=== TASK INPUT ===
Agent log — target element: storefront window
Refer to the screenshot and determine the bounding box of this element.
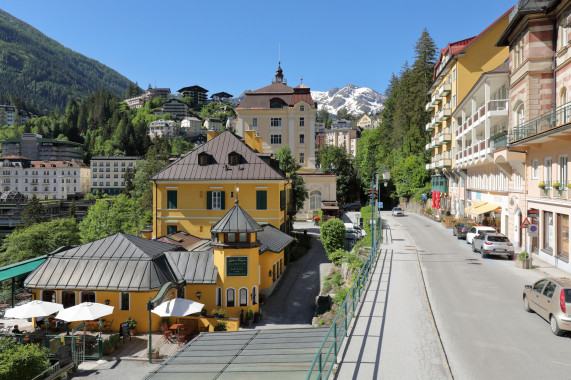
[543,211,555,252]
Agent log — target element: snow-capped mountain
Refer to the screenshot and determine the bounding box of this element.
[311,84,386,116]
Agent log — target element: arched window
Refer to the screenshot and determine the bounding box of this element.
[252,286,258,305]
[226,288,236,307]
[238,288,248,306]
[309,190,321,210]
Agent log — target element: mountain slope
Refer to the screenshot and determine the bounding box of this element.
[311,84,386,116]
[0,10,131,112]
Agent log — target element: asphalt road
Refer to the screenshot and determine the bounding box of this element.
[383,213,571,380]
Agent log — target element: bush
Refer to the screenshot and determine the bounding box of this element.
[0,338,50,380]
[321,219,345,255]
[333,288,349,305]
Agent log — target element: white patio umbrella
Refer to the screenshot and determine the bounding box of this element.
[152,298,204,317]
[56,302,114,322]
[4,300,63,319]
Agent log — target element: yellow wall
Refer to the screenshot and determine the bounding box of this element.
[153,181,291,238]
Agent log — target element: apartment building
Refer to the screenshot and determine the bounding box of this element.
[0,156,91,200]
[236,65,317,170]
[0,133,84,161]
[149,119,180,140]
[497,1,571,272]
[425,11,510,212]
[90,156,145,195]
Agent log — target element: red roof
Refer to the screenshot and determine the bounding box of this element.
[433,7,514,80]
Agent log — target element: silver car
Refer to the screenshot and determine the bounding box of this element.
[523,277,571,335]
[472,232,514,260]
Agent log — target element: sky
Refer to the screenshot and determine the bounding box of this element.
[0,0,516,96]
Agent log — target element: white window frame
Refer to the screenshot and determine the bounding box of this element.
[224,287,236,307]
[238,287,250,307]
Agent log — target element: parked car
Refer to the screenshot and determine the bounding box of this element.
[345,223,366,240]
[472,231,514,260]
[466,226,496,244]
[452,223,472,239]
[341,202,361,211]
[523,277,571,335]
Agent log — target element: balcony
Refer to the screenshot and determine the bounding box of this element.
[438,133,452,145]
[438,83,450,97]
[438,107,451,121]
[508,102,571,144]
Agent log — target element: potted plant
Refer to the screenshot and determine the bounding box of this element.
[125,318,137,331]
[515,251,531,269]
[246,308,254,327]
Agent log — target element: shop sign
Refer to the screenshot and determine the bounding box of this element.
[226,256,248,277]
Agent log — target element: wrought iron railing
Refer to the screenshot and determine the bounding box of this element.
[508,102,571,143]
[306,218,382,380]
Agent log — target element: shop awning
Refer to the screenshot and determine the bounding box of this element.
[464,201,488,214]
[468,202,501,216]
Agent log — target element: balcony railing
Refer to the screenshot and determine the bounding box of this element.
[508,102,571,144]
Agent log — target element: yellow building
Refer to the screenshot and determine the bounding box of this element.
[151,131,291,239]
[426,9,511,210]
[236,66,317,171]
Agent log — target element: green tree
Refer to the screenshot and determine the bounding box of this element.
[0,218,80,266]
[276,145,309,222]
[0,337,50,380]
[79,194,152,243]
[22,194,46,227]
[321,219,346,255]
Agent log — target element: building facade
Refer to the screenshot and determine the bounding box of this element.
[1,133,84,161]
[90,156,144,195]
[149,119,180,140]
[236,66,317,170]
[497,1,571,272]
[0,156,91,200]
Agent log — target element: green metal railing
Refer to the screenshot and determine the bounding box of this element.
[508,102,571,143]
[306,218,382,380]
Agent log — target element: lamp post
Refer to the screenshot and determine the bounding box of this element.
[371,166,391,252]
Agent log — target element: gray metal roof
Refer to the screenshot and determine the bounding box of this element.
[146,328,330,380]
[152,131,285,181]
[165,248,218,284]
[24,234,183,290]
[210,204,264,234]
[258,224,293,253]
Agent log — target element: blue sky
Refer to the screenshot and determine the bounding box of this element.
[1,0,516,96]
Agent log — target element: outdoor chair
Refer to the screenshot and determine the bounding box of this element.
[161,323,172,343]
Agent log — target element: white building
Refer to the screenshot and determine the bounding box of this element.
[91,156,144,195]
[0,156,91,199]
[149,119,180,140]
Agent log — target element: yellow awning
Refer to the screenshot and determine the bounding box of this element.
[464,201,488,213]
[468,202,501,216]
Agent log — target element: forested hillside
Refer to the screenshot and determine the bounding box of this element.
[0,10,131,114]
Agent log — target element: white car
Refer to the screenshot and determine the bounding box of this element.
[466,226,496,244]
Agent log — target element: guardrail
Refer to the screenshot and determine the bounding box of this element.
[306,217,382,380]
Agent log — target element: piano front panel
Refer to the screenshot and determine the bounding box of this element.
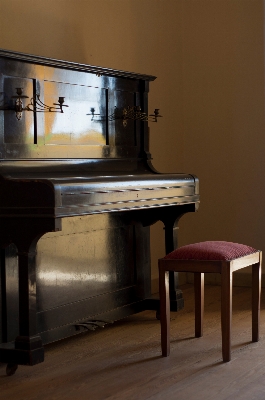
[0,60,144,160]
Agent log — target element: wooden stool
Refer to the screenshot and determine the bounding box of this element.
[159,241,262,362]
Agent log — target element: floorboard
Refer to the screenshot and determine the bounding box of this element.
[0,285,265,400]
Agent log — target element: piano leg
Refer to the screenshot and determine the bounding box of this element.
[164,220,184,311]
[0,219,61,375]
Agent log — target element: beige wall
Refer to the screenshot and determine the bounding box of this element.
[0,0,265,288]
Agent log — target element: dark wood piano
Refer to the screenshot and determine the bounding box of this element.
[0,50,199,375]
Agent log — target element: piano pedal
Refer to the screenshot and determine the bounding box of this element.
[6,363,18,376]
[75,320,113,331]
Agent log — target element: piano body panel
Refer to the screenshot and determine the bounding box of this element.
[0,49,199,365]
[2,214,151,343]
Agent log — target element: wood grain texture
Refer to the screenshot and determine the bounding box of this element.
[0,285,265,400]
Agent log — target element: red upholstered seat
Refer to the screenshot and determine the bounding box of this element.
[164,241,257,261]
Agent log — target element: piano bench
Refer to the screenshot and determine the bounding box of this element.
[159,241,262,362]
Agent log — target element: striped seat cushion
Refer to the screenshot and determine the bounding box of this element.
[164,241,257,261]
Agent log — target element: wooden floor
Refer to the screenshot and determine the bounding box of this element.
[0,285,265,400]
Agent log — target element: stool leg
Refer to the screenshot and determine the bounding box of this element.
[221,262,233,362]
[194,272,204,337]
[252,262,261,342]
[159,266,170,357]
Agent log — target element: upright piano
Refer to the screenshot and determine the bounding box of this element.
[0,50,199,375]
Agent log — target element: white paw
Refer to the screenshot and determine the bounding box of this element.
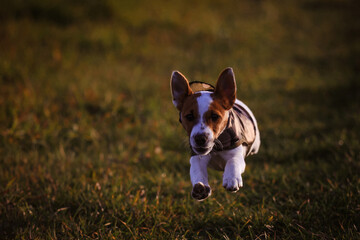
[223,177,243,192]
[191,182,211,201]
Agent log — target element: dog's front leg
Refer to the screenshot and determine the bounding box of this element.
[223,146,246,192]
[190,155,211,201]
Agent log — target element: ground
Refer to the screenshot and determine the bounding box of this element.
===
Rewrite the lines from the start through the one containing "[309,190,321,210]", swapping "target element" for "target region" and keeping everything else unchanged. Leave the pictures out of your answer.

WRITTEN REPLY:
Agent log — target region: storefront window
Refer to the screenshot and determine the bounding box of this element.
[543,211,555,252]
Agent log — target region: snow-capped mountain
Refer to the screenshot and determine the bounding box of this element.
[311,84,386,116]
Agent log — target region: arched window
Refer to the screenshot and determine the bounding box of this element.
[252,286,258,305]
[226,288,236,307]
[238,288,248,306]
[309,190,321,210]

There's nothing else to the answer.